►

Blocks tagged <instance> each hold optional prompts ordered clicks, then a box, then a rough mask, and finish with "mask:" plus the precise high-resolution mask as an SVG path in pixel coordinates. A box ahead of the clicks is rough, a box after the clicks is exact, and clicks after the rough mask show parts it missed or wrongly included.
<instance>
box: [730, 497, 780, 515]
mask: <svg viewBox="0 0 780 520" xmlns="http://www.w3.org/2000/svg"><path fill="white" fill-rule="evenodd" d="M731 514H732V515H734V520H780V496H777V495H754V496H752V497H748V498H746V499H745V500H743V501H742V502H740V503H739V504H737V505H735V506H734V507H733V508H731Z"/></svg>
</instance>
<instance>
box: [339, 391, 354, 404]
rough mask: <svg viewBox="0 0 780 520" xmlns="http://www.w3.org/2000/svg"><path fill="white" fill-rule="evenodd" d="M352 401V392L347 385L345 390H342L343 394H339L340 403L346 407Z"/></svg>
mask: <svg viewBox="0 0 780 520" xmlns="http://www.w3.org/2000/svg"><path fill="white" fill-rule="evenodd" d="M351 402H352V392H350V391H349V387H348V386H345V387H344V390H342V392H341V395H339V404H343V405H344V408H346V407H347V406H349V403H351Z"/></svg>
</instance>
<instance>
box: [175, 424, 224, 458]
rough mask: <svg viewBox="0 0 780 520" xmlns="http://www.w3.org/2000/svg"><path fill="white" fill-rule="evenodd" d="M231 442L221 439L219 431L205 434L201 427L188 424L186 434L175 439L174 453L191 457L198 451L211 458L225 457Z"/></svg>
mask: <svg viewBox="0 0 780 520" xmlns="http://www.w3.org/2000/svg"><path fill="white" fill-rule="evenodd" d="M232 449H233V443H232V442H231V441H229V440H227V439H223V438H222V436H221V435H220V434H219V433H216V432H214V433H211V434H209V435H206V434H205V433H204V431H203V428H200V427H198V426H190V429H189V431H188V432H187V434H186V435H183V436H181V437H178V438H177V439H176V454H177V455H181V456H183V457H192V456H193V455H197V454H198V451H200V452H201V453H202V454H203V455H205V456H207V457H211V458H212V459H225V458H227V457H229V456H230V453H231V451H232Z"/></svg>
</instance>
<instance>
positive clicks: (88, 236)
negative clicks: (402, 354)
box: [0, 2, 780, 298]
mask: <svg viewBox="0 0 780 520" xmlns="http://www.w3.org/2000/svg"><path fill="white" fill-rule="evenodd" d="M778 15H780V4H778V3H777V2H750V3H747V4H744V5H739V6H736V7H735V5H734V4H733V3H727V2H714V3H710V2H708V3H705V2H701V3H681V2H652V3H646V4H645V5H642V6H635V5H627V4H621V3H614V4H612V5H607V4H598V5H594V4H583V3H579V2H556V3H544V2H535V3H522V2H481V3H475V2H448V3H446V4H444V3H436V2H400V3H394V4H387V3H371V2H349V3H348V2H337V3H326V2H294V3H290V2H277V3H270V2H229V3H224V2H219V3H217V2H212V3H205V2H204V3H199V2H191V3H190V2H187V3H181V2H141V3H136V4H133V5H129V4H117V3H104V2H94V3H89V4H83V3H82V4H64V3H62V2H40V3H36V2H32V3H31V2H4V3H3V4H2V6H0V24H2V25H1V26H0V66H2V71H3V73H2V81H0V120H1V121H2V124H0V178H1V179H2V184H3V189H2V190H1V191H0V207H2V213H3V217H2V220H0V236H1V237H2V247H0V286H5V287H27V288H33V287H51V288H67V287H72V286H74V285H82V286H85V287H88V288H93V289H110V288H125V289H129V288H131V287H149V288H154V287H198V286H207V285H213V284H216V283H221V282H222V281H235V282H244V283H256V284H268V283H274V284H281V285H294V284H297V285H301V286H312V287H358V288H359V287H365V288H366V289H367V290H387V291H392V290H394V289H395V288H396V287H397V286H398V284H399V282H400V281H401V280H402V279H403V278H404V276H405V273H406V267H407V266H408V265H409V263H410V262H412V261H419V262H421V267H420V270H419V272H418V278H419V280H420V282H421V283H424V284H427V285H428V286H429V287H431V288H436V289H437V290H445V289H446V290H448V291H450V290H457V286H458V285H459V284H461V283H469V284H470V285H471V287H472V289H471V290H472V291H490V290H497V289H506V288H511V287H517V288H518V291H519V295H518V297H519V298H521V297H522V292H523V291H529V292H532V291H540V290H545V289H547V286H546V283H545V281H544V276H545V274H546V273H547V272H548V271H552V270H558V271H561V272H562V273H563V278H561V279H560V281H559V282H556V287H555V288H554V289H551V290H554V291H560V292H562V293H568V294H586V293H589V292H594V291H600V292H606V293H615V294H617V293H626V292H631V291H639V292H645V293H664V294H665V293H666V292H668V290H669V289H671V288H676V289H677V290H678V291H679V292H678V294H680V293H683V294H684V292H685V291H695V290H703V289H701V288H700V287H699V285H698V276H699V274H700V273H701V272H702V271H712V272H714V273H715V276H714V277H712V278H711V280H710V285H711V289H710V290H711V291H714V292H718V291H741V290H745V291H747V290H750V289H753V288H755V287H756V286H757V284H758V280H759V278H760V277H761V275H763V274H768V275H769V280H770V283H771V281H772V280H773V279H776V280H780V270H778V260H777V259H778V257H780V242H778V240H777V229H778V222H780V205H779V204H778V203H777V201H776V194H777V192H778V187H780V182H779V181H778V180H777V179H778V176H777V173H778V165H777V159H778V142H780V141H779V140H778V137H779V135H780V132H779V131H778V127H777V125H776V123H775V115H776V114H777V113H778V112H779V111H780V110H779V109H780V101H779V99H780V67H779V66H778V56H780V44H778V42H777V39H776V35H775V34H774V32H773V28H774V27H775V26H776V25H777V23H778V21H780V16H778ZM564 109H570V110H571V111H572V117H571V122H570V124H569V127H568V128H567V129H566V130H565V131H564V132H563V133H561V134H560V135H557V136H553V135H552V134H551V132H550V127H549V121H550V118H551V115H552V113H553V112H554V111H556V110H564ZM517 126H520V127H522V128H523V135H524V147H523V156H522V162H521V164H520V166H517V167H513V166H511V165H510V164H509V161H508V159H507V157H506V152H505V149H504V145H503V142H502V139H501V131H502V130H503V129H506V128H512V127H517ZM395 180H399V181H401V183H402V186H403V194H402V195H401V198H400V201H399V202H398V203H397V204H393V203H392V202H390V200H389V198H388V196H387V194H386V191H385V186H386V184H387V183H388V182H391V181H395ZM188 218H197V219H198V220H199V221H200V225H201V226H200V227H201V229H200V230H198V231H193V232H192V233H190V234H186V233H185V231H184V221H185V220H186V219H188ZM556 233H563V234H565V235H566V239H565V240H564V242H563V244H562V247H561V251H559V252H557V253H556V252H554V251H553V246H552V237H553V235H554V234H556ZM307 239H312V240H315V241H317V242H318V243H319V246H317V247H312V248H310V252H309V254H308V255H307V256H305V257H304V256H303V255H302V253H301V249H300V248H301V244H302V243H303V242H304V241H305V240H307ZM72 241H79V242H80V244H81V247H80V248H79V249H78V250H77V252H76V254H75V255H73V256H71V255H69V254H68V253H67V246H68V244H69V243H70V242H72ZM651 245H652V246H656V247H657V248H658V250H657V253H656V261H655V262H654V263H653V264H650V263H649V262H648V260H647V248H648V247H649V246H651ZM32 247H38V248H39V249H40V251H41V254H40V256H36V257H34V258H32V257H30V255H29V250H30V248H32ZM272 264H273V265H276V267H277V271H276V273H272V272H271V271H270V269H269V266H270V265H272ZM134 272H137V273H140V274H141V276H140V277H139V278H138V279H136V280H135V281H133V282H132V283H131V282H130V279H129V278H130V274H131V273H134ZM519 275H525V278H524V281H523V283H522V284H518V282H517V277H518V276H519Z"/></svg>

◄

(Problem to solve): Using the records above, pull out each line where the word "clicks" occurs.

(Exercise output):
Blocks tagged <instance> each hold optional prompts ordered clicks, then a box, then a rough mask, and finish with "mask:" plus the precise high-resolution mask as an SVG path in pixel coordinates. A box ahead of the clicks is rough, a box after the clicks is exact, and clicks after the rough mask show parts it missed or wrongly included.
positive clicks: (88, 236)
negative clicks: (402, 354)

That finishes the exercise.